[PROBLEM] Your task is to return the span of lines beginning at the one with "Mark one point per instance of the silver" and ending at the last line of the data, exactly as it stands.

[DATA]
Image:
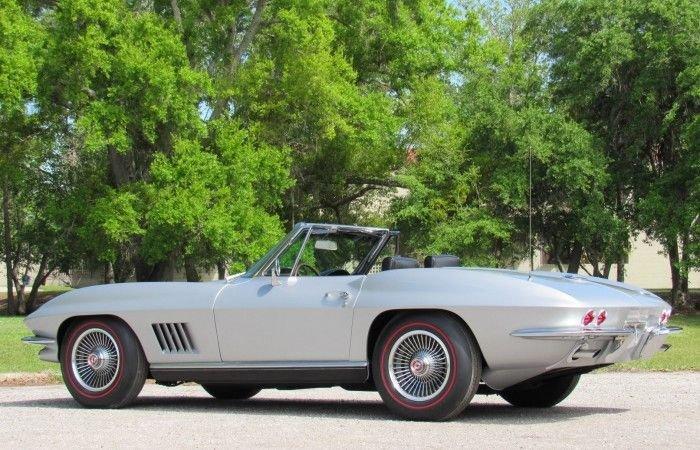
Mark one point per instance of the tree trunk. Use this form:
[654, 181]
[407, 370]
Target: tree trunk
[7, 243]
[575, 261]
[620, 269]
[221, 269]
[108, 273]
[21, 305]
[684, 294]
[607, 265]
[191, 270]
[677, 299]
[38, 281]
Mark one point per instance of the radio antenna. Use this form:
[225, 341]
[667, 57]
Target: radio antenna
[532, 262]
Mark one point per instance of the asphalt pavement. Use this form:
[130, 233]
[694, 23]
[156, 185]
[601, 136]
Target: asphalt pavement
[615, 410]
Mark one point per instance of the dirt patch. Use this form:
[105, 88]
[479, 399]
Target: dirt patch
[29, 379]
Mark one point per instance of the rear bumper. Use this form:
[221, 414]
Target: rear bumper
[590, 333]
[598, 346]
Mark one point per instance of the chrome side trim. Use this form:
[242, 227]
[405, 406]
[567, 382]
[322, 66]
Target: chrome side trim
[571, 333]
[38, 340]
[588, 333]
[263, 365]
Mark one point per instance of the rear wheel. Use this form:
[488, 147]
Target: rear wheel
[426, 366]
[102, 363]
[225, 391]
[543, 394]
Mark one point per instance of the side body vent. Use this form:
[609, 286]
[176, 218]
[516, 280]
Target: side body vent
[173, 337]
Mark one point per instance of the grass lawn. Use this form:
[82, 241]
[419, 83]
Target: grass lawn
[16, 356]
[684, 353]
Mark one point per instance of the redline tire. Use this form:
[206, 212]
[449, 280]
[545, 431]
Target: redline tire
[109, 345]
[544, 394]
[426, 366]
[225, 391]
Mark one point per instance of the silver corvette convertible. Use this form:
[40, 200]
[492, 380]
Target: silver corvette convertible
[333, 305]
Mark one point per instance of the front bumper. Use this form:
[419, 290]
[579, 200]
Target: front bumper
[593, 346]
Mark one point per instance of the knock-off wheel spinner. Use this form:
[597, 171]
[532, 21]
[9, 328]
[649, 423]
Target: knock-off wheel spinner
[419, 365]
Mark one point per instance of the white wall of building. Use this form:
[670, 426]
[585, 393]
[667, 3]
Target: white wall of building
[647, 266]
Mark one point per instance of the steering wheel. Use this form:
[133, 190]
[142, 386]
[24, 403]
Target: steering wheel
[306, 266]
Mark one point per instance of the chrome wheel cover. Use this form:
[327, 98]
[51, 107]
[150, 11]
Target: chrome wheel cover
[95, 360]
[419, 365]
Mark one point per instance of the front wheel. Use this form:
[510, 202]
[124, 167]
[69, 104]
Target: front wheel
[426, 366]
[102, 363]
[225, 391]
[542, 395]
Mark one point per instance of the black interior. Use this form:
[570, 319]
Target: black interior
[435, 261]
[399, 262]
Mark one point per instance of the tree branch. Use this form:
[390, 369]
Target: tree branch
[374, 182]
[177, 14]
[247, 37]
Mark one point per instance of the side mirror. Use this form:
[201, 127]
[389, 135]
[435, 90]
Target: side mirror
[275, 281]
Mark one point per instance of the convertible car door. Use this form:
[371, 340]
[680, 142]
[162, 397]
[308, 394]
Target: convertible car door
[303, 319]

[RESULT FOR THIS TASK]
Mark one point per instance of the silver corvette convertible. Use this form:
[40, 200]
[492, 380]
Target: silver corvette convertible
[333, 305]
Mark one point per instance of the front bumper. Use this form:
[419, 290]
[579, 200]
Target: front bumper
[593, 346]
Mark one point per instance of the knock-off wheel spinner. Use this form:
[597, 171]
[532, 21]
[9, 328]
[649, 423]
Target: knock-off wheel spinner
[419, 365]
Mark one point per instance of the white wall of building. Use this form:
[670, 426]
[585, 393]
[667, 3]
Target: white wall of building
[647, 266]
Mark one point per instance of the steering wheel. Use this form:
[133, 190]
[142, 386]
[24, 403]
Target: steering wheel
[306, 266]
Mark one point per instance of the chrome wheel cover. Use this form:
[327, 98]
[51, 107]
[150, 11]
Target: chrome wheel cover
[95, 360]
[419, 365]
Mark one point per instance of the front wheel. Use this form:
[510, 202]
[124, 167]
[69, 104]
Target: front wheel
[426, 366]
[102, 363]
[225, 391]
[542, 395]
Mark one point per instance of the black interior. Use this form:
[570, 319]
Target: black interior
[435, 261]
[399, 262]
Mark one point per instance of the tree branch. Use this form:
[390, 369]
Target: tree branch
[374, 182]
[177, 14]
[247, 37]
Mark one point per instance of the side mirror. Use this form:
[201, 127]
[389, 135]
[435, 90]
Target: side mirror
[275, 281]
Mark one point per instance of the convertible car door. Use this form:
[371, 340]
[680, 142]
[162, 397]
[308, 394]
Target: convertible car door
[303, 319]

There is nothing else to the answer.